GIVEN PASSAGE =>
┄┄┄┄┄┄
Man jailed over hoax 999 calls

Scarborough Magistrates Court
Scarborough Magistrates Court

AN ALCOHOLIC who made a series of bizarre 999 calls has been jailed.

Stephen Reilly, 44, made 10 calls to North Yorkshire Police between June 1 and June 28, causing a police officer to needlessly visit his home in Trafalgar Square, Scarborough, on each occasion.

In one of the calls he claimed to be called Alf Ramsey at Old Trafford and said he was going to throw himself off some cliffs.

In other calls, he told the police operator that he wanted to harm himself with a Stanley knife, claimed ambulance staff had assaulted him, said his wife had abused him and asked for NHS Direct.

Kathryn Reeve, prosecuting, said that officers had repeatedly warned Reilly about his conduct and advised him to contact his doctor before they finally ran out of patience with him and seized his mobile phone as evidence on June 28.

Reilly pleaded guilty to causing the wasteful employment of police and using a public communication network to cause annoyance, inconvenience or anxiety.

Miss Reeve said: “The calls ranged from suicidal to calls of a domestic nature to him saying he hadn’t taken any medication.

“The majority, if not all of the times, the defendant has been heavily drunk and police have attended.”
┄┄┄┄┄┄
INFORMATION GIVEN =>
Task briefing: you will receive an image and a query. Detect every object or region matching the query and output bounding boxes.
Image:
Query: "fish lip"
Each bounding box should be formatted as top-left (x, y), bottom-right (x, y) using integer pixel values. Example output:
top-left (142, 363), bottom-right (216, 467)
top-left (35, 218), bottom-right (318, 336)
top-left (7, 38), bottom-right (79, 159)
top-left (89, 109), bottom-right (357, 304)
┄┄┄┄┄┄
YOUR TASKS =>
1) In the article about the man jailed over hoax 999 calls, on what date did officers seize Stephen Reilly's mobile phone as evidence?
2) Write the next part of the news report on the man jailed over hoax 999 calls, picking up after its final sentence.

TASK RESULTS =>
1) June 28

2)
The offences also put Reilly in breach of a 12-week suspended prison sentence which he was handed in February after he was convicted of common assault.

Caroline Wyatt, mitigating, pointed out that Reilly had made no further calls since June and said they had been “cries for help”.

She added: “These were not pleasant offences and they are offences that he deeply regrets.

“He was in drink and could not be rational in his thoughts.

“He does suffer with alcoholism but he is getting help from the appropriate agencies and is reducing his intake. He is doing the best he can.

“He is doing everything he can to address his problems and is trying to build a better life.

“If the suspended sentence is activated he will lose all of that help and support.”

Miss Wyatt said that the offences could be dealt with by way of a conditional discharge, but magistrates rejected her pleas.

Pamela Macfie, the chairman of the bench, said: “These offences are serious as you were given numerous warnings by the police and you persisted in causing a disruption.”

Reilly was sentenced to six weeks in prison for making the hoax calls, with an additional four weeks of the suspended sentence activated.